:: PROBLEM TO WORK ON ::
Beginning at the line that contains "Greenhouse-scouting task: tag the cave" and running through the last of the lines below, render each line as one string in a JSON list, leaving out any blank lines.

:: LISTING ::
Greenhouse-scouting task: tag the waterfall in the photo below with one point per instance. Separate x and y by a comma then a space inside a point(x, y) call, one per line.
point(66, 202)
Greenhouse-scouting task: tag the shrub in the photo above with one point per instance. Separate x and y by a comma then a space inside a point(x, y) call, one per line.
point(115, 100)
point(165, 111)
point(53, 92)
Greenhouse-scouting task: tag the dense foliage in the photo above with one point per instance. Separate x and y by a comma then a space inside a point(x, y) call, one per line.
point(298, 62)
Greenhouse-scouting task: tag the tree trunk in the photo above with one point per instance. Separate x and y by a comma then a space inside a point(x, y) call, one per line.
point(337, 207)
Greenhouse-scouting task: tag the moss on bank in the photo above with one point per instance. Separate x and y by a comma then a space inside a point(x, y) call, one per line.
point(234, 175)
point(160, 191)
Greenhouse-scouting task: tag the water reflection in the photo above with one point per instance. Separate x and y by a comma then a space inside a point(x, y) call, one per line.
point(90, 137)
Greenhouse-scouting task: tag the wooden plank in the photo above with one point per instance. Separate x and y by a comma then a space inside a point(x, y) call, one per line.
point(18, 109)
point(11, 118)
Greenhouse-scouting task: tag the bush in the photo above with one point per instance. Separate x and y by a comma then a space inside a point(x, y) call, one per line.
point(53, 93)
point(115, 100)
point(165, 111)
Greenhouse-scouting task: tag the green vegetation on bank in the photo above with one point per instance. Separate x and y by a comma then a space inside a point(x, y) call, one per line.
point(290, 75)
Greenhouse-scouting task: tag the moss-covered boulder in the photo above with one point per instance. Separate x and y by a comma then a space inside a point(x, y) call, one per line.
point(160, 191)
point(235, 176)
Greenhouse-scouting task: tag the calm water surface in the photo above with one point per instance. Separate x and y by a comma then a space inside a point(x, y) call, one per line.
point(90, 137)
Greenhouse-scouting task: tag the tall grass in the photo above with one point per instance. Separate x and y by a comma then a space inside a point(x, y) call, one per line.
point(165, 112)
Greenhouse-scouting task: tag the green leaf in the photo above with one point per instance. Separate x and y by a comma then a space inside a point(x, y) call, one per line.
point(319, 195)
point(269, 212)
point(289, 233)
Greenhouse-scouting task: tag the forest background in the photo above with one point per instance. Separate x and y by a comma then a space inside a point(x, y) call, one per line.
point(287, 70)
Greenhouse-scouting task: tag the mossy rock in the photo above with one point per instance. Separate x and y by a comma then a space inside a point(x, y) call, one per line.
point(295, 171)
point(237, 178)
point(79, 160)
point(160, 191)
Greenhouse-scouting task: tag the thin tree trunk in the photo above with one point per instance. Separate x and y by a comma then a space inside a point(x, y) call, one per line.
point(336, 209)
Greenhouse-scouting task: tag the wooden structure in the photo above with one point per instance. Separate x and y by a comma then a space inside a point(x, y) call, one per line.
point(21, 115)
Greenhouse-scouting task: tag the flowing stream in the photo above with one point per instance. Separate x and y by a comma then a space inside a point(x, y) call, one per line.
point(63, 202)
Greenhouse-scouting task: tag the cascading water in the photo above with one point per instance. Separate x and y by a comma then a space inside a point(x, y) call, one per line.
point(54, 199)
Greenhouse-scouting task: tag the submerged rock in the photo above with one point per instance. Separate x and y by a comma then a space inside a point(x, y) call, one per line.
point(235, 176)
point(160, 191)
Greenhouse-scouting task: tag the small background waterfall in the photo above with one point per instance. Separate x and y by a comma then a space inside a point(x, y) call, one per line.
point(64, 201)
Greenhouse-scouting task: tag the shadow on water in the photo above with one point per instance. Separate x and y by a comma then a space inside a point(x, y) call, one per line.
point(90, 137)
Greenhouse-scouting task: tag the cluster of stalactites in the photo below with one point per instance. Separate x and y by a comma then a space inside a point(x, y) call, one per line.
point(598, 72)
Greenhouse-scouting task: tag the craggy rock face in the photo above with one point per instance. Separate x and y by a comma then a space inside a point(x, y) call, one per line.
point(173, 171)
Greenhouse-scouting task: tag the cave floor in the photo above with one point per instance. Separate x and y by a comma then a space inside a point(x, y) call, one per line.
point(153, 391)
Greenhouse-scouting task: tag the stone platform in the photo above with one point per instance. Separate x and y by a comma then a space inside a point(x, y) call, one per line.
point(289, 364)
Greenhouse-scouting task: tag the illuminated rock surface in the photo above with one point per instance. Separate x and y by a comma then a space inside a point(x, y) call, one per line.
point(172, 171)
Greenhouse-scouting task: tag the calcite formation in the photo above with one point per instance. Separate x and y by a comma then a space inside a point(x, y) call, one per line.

:: RESULT OF THIS EXERCISE ::
[
  "Greenhouse-scouting task: tag the cave floor in the photo above with one point per instance. Separate x and y by a comma then a space inside a point(x, y) call, one per line.",
  "point(153, 391)",
  "Greenhouse-scouting task: tag the stone platform in the photo above with one point per instance. Separate x and y by a comma then a space inside a point(x, y) call, one per line.",
  "point(289, 364)",
  "Greenhouse-scouting task: tag the illuminated rock surface in the photo above with one point per instance. Separate x and y by a comma then a space inside a point(x, y) call, one per line.",
  "point(172, 171)",
  "Greenhouse-scouting task: tag the calcite formation in the photo above with one point per instance. Separate x and y by a comma then a space inside a point(x, y) call, one per line."
]